··· INFORMATION GIVEN

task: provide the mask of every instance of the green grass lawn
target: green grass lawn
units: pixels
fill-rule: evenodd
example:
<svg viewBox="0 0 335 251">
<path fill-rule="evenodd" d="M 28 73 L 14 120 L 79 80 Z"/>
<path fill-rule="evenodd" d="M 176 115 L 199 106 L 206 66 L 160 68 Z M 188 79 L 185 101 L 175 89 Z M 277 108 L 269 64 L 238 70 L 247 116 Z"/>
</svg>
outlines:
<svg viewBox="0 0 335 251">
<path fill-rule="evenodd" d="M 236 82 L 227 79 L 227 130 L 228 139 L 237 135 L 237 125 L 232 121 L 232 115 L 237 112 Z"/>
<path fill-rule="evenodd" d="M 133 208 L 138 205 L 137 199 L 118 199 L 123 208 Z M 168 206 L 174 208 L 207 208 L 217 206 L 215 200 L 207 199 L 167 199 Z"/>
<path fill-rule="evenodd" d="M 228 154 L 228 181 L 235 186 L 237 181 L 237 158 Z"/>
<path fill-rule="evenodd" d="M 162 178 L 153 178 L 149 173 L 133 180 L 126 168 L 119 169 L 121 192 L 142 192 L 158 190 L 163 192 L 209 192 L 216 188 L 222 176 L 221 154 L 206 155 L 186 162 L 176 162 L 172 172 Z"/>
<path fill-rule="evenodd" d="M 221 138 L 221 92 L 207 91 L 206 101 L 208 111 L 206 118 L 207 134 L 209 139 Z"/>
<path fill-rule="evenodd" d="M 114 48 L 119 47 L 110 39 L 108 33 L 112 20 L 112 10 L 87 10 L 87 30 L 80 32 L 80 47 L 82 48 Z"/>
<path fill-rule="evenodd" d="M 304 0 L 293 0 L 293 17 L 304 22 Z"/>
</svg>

······

## AIM OF THE TASK
Write out the material again from its start through the line containing "114 48 L 119", requests included. Shift every coordinate and other number in the answers by adding 11 to it.

## ANSWER IN FULL
task: provide the mask of every instance of the green grass lawn
target: green grass lawn
units: pixels
fill-rule: evenodd
example:
<svg viewBox="0 0 335 251">
<path fill-rule="evenodd" d="M 28 73 L 14 120 L 79 80 Z"/>
<path fill-rule="evenodd" d="M 176 115 L 199 106 L 206 66 L 160 68 Z M 188 79 L 185 101 L 175 89 Z M 277 108 L 269 64 L 238 70 L 247 116 Z"/>
</svg>
outlines:
<svg viewBox="11 11 346 262">
<path fill-rule="evenodd" d="M 247 93 L 238 90 L 238 141 L 239 150 L 248 146 L 248 136 L 243 132 L 243 126 L 248 123 Z"/>
<path fill-rule="evenodd" d="M 144 219 L 149 216 L 148 210 L 129 210 L 134 219 Z M 179 217 L 185 219 L 218 219 L 228 217 L 226 211 L 218 210 L 178 210 Z"/>
<path fill-rule="evenodd" d="M 239 165 L 239 192 L 246 197 L 248 192 L 248 169 Z"/>
<path fill-rule="evenodd" d="M 173 189 L 164 189 L 160 184 L 144 191 L 137 179 L 130 180 L 132 203 L 153 203 L 169 201 L 174 203 L 220 203 L 227 199 L 233 187 L 232 165 L 217 166 L 197 173 L 187 173 L 183 183 Z"/>
<path fill-rule="evenodd" d="M 232 149 L 232 103 L 218 102 L 217 112 L 219 122 L 217 129 L 218 145 L 220 150 Z"/>
<path fill-rule="evenodd" d="M 125 59 L 130 58 L 121 50 L 119 44 L 123 31 L 123 21 L 98 21 L 98 41 L 91 43 L 91 58 L 93 59 Z"/>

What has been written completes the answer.